WHAT TO WORK ON: Could you pull every line of the listing below out word for word, leaving the pictures out of your answer?

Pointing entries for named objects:
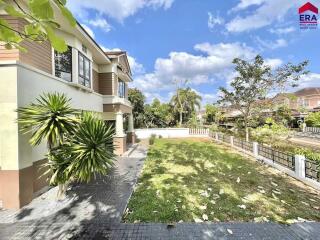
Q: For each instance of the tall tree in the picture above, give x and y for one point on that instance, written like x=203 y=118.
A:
x=40 y=23
x=78 y=147
x=185 y=102
x=137 y=100
x=254 y=81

OUTPUT FOR THIS EXERCISE:
Q: For each instance of the tall tree in the picture above, give x and y for one point on that instance, written like x=203 y=118.
A:
x=40 y=23
x=78 y=147
x=185 y=102
x=137 y=100
x=254 y=81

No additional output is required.